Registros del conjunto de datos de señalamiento
┄┄┄┄┄┄┄┄┄┄┄┄┄┄┄┄┄┄┄┄

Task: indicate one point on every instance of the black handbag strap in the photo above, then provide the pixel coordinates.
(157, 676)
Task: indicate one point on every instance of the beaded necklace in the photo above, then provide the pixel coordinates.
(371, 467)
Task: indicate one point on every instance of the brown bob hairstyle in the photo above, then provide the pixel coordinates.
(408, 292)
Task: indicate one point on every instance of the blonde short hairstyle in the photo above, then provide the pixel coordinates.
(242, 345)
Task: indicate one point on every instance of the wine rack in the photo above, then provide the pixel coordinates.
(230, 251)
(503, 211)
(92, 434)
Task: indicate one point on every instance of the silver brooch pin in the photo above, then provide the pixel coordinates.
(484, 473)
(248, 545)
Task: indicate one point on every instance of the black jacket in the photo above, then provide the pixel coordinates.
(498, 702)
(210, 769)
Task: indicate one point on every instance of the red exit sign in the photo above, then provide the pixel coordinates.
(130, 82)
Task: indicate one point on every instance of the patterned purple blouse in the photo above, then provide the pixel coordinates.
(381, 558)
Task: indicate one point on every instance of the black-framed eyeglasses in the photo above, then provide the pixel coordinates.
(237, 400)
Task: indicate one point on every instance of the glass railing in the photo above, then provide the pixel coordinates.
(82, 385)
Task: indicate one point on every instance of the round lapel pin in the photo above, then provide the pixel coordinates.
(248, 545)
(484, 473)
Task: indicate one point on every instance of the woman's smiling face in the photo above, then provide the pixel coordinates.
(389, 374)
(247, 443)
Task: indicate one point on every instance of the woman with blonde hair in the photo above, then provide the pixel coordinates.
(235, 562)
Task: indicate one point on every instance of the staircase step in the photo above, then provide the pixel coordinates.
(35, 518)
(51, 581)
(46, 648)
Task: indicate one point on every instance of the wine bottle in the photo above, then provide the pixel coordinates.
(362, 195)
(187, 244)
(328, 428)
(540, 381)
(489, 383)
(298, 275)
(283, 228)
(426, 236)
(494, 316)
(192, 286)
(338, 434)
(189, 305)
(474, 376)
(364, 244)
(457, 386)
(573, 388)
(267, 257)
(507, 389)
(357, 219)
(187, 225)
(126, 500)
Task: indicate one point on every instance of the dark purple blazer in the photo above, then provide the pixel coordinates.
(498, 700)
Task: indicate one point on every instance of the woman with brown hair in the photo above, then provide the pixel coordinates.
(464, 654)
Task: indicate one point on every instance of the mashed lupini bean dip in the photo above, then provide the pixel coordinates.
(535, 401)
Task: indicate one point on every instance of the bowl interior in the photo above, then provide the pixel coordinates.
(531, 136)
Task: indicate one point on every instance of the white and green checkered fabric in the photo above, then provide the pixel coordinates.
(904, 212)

┄┄┄┄┄┄┄┄┄┄┄┄┄┄┄┄┄┄┄┄

CONSIGNA -
Copia todas las líneas de los registros anteriores sin alterar ningún carácter.

RESULTADO FINAL -
Task: indicate one point on every instance of the black handbag strap in the photo above, then provide the pixel coordinates.
(157, 676)
Task: indicate one point on every instance of the beaded necklace in the photo above, then provide the pixel coordinates.
(371, 467)
Task: indicate one point on every instance of the brown bob hairstyle in the photo above, then provide the pixel coordinates.
(408, 292)
Task: indicate one point on every instance of the blonde short hairstyle in the photo above, then provide the pixel coordinates.
(242, 345)
Task: indicate one point on every instance of the wine rack in the photo above, then provide the pixel coordinates.
(230, 251)
(503, 211)
(92, 434)
Task: indicate one point on every instance of the silver brooch pin in the photo above, then provide the pixel coordinates.
(484, 473)
(248, 545)
Task: indicate one point on every instance of the black jacket in the photo above, then provide the pixel coordinates.
(498, 702)
(210, 769)
Task: indicate one point on every instance of the red exit sign in the photo above, then provide the pixel coordinates.
(130, 82)
Task: indicate one point on every instance of the patterned purple blouse in the photo above, then provide the pixel coordinates.
(381, 558)
Task: indicate one point on every instance of the black-framed eyeglasses in the photo above, then provide the pixel coordinates.
(237, 400)
Task: indicate one point on every instance of the glass railing in the photo above, then provide the pixel coordinates.
(82, 385)
Task: indicate one point on every instance of the round lapel pin in the photo above, then provide the pixel coordinates.
(248, 545)
(484, 473)
Task: indicate one point on every instance of the woman's smiling face in the photo above, then provide the pixel coordinates.
(389, 374)
(247, 443)
Task: indicate one point on every instance of the woman with blonde hair in the photo above, then provide the pixel coordinates.
(235, 562)
Task: indicate one point on every instance of the staircase step in the photo above, then provide the pixel coordinates.
(35, 518)
(51, 581)
(46, 648)
Task: indicate one point on every instance of the wine bottle in the photo above, then provide the pixel coordinates.
(362, 195)
(187, 244)
(328, 428)
(540, 381)
(489, 383)
(298, 275)
(283, 228)
(426, 236)
(494, 316)
(192, 286)
(338, 434)
(189, 305)
(474, 376)
(364, 244)
(457, 386)
(573, 388)
(267, 257)
(507, 389)
(357, 219)
(187, 225)
(126, 500)
Task: indicate one point on every instance of the dark purple blazer in the photo above, then provide the pixel coordinates.
(498, 700)
Task: indicate one point on every instance of the woman with brown hair in the photo above, then provide the pixel coordinates.
(464, 654)
Task: indicate one point on every instance of the mashed lupini bean dip in the photo above, then provide the pixel coordinates.
(535, 401)
Task: indicate one point on every instance of the bowl interior in the photo above, then provide the pixel coordinates.
(531, 136)
Task: indicate one point on every instance of the white and green checkered fabric in the photo above, then provide the pixel coordinates.
(904, 212)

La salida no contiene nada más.